_CHALLENGES_
[1] In the Brown County hiking article below, condense the paragraph beginning "The group had four people on its first walk" into a short bulleted list that keeps its main facts.
[2] Report how many lines of the rows below contain the string "eagle", treating case as significant. Give only the number.

Mary Perez leads the way followed by Gillian Harris, Sharin Martin, Devera Jennings and Greg Jennings.

Take a Walk in
Brown County

by Barney Quick

Recreation is a large part of Brown County life. The simplest form of recreation that allows for the most enjoyment of the area’s visual treasures is hiking. The county and surrounding area abound with trails that affirm for hikers that Indiana in unrivalled in natural beauty.

People of like interest have a way of finding each other, as did some Brown County hikers. Mary Perez has organized two hiking groups, one for women, and one for both genders and all ages.

She founded Brown County Walking Women in 1999. She’d been walking with friends in Chicago before moving to Brown County in 1986 and sought out hiking companions once she moved here. “My car stops on its own wherever there’s a trail,” she says of her enthusiasm for the pastime.

The group had four people on its first walk and has grown to 70 members. It takes three walks a month. Perez plans the routes. She also publishes a monthly newsletter that features write-ups of recent walks. That’s the extent of the group’s formal organization. In addition to local events, Brown County Walking Women has traveled to Kentucky and Tennessee for four-day walks.

“We go at the pace of the slowest walker, “says Perez. “Our main purpose is to enjoy our surroundings.” Their routes range from two to ten miles in length.

One of the members’ favorite places to hike is the Hoosier National Forest. “You can walk six miles and not cross a road,” Perez notes.

Stored items
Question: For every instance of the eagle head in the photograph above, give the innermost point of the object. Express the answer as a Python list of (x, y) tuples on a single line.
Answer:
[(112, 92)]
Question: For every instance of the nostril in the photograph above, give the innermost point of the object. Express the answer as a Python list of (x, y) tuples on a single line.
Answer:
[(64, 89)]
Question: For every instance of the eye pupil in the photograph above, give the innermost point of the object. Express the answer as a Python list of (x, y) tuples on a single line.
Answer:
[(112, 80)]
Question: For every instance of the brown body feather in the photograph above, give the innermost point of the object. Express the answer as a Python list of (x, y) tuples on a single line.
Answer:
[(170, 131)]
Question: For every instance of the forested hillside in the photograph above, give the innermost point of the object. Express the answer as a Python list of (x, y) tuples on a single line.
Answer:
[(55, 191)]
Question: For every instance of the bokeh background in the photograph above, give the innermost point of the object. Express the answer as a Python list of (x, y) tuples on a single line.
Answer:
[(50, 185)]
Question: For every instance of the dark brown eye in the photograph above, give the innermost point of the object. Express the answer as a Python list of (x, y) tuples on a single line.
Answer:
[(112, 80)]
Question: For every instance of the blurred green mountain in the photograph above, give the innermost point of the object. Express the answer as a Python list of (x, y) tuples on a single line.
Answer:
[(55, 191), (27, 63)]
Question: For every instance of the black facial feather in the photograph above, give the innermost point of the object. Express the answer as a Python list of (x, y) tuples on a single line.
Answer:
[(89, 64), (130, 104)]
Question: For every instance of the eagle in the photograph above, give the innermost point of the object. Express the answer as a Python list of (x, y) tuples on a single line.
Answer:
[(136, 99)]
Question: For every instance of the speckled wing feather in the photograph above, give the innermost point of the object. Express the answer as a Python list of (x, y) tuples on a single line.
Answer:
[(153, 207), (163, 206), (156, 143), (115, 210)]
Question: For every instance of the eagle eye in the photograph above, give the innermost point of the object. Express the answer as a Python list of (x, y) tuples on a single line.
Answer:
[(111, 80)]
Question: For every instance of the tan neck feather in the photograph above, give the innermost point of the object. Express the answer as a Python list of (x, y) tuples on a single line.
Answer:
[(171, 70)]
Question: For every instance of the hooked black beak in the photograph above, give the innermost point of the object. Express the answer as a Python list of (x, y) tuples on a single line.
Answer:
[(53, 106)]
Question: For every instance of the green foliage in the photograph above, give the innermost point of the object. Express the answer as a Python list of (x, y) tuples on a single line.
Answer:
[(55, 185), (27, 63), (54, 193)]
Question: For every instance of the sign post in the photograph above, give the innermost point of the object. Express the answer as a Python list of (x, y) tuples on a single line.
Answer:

_SOLUTION SET_
[1]
- Started with four people on its first walk and has grown to 70 members
- Takes three walks a month
- Perez plans the routes and publishes a monthly newsletter with write-ups of recent walks, which is all the group's formal organization
- Besides local events, has traveled to Kentucky and Tennessee for four-day walks

[2] 3